Dataset extract:
** Begin **
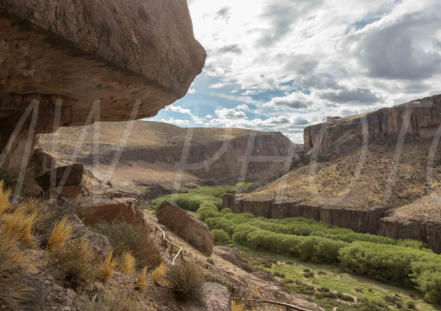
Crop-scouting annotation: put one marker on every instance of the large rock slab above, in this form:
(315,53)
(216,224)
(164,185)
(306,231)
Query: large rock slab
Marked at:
(64,176)
(186,226)
(125,59)
(118,210)
(232,255)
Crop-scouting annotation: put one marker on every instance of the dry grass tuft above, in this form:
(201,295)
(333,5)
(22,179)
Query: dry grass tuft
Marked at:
(4,199)
(128,264)
(109,301)
(134,239)
(185,278)
(76,262)
(108,268)
(141,285)
(61,233)
(236,306)
(18,224)
(159,273)
(13,265)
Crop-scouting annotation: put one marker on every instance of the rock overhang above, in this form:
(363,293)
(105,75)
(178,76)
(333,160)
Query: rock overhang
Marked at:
(88,51)
(77,62)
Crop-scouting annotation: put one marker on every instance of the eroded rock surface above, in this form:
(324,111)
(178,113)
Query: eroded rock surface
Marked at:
(122,60)
(148,162)
(419,119)
(98,210)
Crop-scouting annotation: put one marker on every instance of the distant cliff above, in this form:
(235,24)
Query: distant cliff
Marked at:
(378,190)
(422,117)
(153,151)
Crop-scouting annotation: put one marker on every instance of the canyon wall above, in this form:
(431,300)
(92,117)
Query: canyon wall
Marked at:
(158,155)
(340,135)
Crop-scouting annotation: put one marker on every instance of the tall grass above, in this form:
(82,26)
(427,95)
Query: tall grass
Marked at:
(159,273)
(15,227)
(108,268)
(134,239)
(109,301)
(141,284)
(76,262)
(185,278)
(61,233)
(128,264)
(18,224)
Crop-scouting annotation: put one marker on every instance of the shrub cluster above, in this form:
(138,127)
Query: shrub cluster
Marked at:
(195,198)
(220,237)
(128,238)
(404,262)
(185,279)
(396,264)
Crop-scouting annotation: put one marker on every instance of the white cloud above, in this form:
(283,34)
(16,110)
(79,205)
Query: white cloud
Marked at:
(229,114)
(317,57)
(243,107)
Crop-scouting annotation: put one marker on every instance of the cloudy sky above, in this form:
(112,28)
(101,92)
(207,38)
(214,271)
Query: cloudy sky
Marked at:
(281,65)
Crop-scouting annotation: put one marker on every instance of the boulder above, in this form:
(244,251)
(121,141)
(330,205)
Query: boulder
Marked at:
(65,176)
(95,211)
(191,229)
(215,297)
(122,59)
(99,243)
(41,162)
(232,255)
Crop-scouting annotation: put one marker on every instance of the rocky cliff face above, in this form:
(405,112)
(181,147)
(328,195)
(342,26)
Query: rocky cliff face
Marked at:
(389,195)
(421,119)
(158,155)
(61,59)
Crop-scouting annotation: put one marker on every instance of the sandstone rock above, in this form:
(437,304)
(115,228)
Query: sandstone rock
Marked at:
(147,164)
(65,176)
(341,135)
(232,255)
(186,226)
(63,59)
(99,243)
(214,297)
(95,211)
(41,162)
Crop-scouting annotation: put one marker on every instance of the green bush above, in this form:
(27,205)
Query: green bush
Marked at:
(221,223)
(426,273)
(220,237)
(205,212)
(185,278)
(240,235)
(209,205)
(226,211)
(383,262)
(320,250)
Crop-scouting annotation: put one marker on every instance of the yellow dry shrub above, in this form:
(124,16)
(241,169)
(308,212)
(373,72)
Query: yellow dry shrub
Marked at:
(108,267)
(18,225)
(128,264)
(159,273)
(236,306)
(4,199)
(142,280)
(61,233)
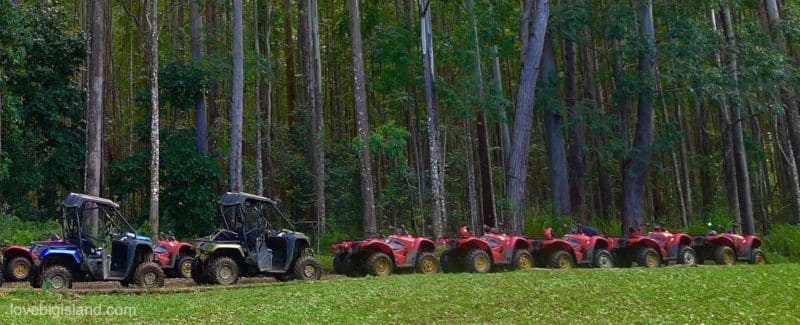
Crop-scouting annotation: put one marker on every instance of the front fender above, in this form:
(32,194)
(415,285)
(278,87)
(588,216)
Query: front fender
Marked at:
(473,242)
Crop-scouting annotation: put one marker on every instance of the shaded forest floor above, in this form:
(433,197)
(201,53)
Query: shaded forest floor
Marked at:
(710,294)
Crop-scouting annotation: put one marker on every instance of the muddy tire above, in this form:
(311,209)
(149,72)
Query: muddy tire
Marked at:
(560,259)
(18,269)
(522,260)
(724,255)
(306,268)
(758,257)
(223,271)
(427,263)
(149,275)
(339,266)
(647,257)
(184,267)
(197,272)
(379,264)
(477,261)
(603,259)
(449,262)
(687,256)
(56,277)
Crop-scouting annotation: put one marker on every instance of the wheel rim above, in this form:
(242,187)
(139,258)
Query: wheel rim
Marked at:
(651,260)
(728,257)
(57,282)
(760,259)
(225,273)
(688,258)
(428,266)
(604,261)
(20,270)
(309,271)
(382,266)
(481,263)
(564,262)
(186,268)
(525,262)
(149,279)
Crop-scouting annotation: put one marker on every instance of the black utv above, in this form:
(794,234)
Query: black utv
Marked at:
(116,253)
(248,244)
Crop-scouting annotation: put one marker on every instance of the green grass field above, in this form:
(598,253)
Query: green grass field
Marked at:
(709,294)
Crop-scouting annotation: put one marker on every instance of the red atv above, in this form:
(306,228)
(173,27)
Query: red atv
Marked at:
(478,255)
(728,248)
(581,246)
(656,249)
(175,257)
(381,257)
(18,263)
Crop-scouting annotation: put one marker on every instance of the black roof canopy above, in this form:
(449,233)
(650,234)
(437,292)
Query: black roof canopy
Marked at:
(237,198)
(75,200)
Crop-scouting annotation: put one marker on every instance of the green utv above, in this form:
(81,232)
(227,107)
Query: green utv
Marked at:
(247,244)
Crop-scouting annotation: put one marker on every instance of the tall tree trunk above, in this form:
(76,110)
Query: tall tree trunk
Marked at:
(288,50)
(237,102)
(575,158)
(309,27)
(268,114)
(553,121)
(154,127)
(472,196)
(259,114)
(740,152)
(435,147)
(637,167)
(487,183)
(94,111)
(533,34)
(201,120)
(729,169)
(362,120)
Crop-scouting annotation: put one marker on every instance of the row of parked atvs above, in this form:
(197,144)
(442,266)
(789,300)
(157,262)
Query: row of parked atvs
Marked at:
(582,246)
(245,244)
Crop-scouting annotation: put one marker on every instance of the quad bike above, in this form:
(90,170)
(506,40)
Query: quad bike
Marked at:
(645,251)
(85,256)
(673,246)
(479,255)
(381,257)
(728,247)
(175,257)
(18,262)
(247,244)
(581,246)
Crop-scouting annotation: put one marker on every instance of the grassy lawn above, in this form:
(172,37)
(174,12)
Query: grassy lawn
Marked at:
(710,294)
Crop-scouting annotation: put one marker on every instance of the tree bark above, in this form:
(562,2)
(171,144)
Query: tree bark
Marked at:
(740,152)
(94,111)
(201,119)
(309,27)
(288,50)
(487,183)
(154,123)
(237,102)
(518,163)
(553,121)
(437,173)
(259,114)
(637,167)
(362,120)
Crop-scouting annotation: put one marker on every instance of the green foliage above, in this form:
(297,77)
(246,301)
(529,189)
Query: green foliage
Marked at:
(14,231)
(782,244)
(718,295)
(187,177)
(43,104)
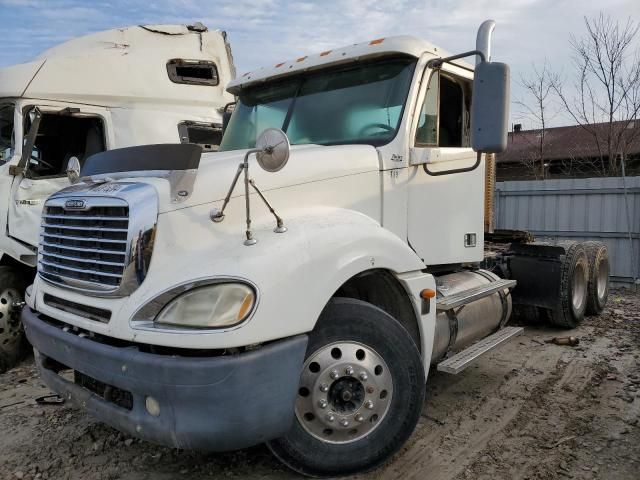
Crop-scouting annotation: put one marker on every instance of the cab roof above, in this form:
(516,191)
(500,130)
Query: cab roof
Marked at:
(123,66)
(403,45)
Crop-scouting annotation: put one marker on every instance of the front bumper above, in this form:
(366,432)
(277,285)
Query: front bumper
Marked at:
(206,403)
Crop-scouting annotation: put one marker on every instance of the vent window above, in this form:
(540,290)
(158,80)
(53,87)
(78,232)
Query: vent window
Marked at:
(207,135)
(192,72)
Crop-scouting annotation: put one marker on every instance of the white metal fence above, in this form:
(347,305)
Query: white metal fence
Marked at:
(579,209)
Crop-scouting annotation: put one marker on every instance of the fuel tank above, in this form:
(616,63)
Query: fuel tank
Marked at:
(477,319)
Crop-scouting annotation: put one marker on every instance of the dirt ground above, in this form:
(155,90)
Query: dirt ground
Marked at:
(529,410)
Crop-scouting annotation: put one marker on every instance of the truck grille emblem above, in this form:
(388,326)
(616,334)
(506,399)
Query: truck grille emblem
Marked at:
(74,204)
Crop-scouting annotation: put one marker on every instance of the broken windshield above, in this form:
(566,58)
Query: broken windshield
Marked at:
(360,103)
(6,132)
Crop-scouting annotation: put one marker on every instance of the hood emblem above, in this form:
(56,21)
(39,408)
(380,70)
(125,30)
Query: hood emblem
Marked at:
(74,204)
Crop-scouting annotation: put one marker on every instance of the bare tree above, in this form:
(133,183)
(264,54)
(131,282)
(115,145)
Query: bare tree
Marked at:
(537,107)
(607,87)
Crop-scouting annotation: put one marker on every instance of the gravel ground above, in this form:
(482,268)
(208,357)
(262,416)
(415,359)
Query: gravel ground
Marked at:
(529,410)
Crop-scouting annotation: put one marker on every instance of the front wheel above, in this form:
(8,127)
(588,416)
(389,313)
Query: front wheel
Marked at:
(360,395)
(13,345)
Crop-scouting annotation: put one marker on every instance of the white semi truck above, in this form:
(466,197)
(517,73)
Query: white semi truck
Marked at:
(305,308)
(130,86)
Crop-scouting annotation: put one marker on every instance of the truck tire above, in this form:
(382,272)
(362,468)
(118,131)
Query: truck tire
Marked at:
(574,279)
(361,393)
(598,287)
(13,344)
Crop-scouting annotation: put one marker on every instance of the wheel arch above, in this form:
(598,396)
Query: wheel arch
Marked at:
(380,287)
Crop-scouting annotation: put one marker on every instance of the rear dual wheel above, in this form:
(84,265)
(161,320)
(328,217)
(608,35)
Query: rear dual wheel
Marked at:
(598,285)
(360,396)
(574,279)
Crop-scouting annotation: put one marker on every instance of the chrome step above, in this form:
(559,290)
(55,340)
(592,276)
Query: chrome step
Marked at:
(473,294)
(461,360)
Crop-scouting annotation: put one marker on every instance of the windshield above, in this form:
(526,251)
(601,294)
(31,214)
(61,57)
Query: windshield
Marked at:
(6,132)
(357,104)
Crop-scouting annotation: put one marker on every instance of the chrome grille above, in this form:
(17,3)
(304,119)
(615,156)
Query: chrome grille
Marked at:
(85,245)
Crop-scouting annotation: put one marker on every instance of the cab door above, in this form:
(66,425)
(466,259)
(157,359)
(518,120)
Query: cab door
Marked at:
** End **
Aim of the exercise: Starting at the line that contains "the truck tire", write out every line to the end of the entries, exactly as given.

Result of this task:
Crop-scouting annotation: put one marker on every instance of the truck tire above, in this form:
(382,272)
(362,468)
(118,131)
Query: truck tire
Marked at:
(574,279)
(361,393)
(598,287)
(13,344)
Crop-scouting annotation: put one marker on every instance of the wheel arch above, in this form:
(598,396)
Query: wheel arch
Marked at:
(380,287)
Crop-scouting annotation: put one marker on every instance of the rear dual wheel above, in this form:
(84,265)
(161,320)
(328,217)
(608,35)
Query: rear dual wheel
Marked at:
(598,285)
(360,396)
(574,279)
Crop-scouting annotation: put one marker on every instance of the chrome step above, in this form:
(559,290)
(55,340)
(592,276)
Query: chrome step
Marked at:
(473,294)
(461,360)
Crop-scouting annotation: put one marker on every instance of the windshield above, in this form:
(526,251)
(601,294)
(31,214)
(61,57)
Query: windshield
Marked at:
(6,132)
(357,104)
Crop-scouting annotation: put one marker on every instance of the chrome grille above, in this form:
(17,3)
(304,119)
(615,156)
Query: chrome grille
Marked at:
(85,245)
Crop-scouting annotation: put one marker on every instance of the cab door above, in this form:
(66,425)
(466,259)
(157,359)
(518,120)
Query: cab door
Marked at:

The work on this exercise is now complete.